Start of EXTRACTED RECORDS
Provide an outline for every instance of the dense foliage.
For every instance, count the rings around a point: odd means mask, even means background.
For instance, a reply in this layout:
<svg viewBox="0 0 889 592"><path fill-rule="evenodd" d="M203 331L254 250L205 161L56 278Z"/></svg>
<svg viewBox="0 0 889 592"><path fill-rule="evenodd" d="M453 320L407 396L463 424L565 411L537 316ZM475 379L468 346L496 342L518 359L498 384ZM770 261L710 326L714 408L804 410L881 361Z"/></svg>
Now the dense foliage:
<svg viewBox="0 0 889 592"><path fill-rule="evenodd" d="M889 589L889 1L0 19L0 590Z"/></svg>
End of EXTRACTED RECORDS
Start of EXTRACTED RECORDS
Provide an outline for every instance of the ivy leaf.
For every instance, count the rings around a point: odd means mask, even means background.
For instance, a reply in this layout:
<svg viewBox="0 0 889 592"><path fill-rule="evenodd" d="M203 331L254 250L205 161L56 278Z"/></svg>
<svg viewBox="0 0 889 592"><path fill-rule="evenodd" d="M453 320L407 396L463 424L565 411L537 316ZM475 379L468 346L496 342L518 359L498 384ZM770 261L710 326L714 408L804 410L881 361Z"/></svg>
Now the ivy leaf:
End of EXTRACTED RECORDS
• PROBLEM TO SOLVE:
Retype the entries from the line with "Provide an outline for every instance of the ivy" up to and including the line with "Now the ivy", keeping every character the same.

• EXERCISE RESULT:
Provide an outline for every instance of the ivy leaf.
For every instance, count the rings around a point: odd means mask, even means background.
For instance, a reply in this layout:
<svg viewBox="0 0 889 592"><path fill-rule="evenodd" d="M203 331L254 250L205 161L56 278Z"/></svg>
<svg viewBox="0 0 889 592"><path fill-rule="evenodd" d="M453 320L407 396L463 424L565 411L537 316ZM475 379L468 346L496 342L518 359L498 384ZM770 261L710 326L714 408L804 410L881 361Z"/></svg>
Now the ivy leaf:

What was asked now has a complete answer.